_Excerpted passage_.
>> begin
While admitting that Mrs. Wimbrow's taking money from her husband's wallet on July 7 was an act of provocation, we find that his retaliatory conduct, in beating her brutally, was out of proportion to her provoking act. We hold therefore that Mrs. Wimbrow's provoking act did not disentitle her to a divorce.

Counsel for Mr. Wimbrow relies upon Toler v. Toler, 168 Va. 302, 191 S.D. 638 (1937) and Butler v. Butler, 145 Va. 85, 133 S.E. 756 (1926), to support his contentions that Mrs. Wimbrow's provoking act on July 7, 1965 disentitled her to relief. Those cases, however, do not control the decision of this case. Not only were the wives' provoking acts in those cases more aggravated, but the husbands' retaliatory acts were much less severe than Mr. Wimbrow's actions.

We conclude also that the brutal beating on July 7, 1965 gave Mrs. Wimbrow reason to fear further bodily harm if she continued to live in the home. This was not the first time Mr. Wimbrow had beaten or threatened Mrs. Wimbrow. Their daughter Orchid, who was twenty-five when she testified, said that when she was thirteen or fourteen: ". . . I saw him [Mr. Wimbrow] strike her [Mrs. Wimbrow]. He pushed her on the bed and hit her with his left hand. He hit her several times with his right. I was screaming at him to stop." Orchid said "And also I have seen bruises from other beatings that [sic] I wasn't there." She did witness this incident: "[T]hey [Mr. and Mrs. Wimbrow] had an argument, and he grabbed a shotgun. * * * Threatened to kill her and himself. She begged him to stop." Mr. Wimbrow did not contradict this testimony given by Orchid. Moreover, the beating on July 7, 1965 revived Mrs. Wimbrow's right to complain of previous beatings, which she had condoned by continuing to live with her husband. See McKee v. McKee, 206 Va. 527, 145 S.E.2d 163 (1965).
>> end
_Data segment_.
>> begin
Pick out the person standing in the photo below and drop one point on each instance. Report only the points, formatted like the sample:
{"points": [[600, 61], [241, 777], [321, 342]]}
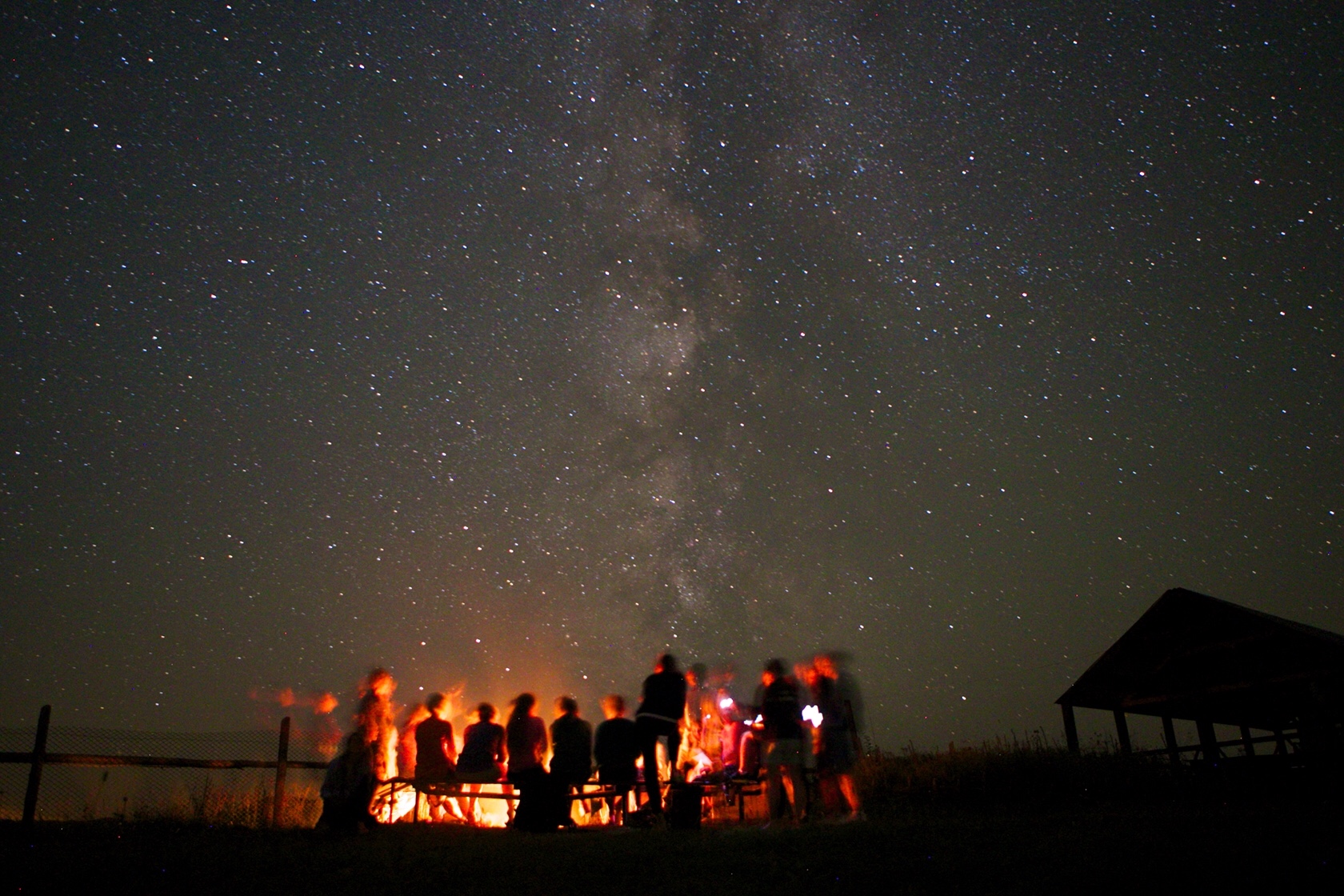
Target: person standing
{"points": [[658, 718], [781, 723], [838, 755]]}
>> end
_Task list_.
(1) Quote the Wimbrow opinion word for word, starting with "While admitting that" and going on through "to a divorce.".
(2) According to the Wimbrow opinion, how old was the couple's daughter Orchid when she testified?
The listing has no connection to the Wimbrow opinion.

_Solutions below_.
(1)
While admitting that Mrs. Wimbrow's taking money from her husband's wallet on July 7 was an act of provocation, we find that his retaliatory conduct, in beating her brutally, was out of proportion to her provoking act. We hold therefore that Mrs. Wimbrow's provoking act did not disentitle her to a divorce.

(2) She was twenty-five.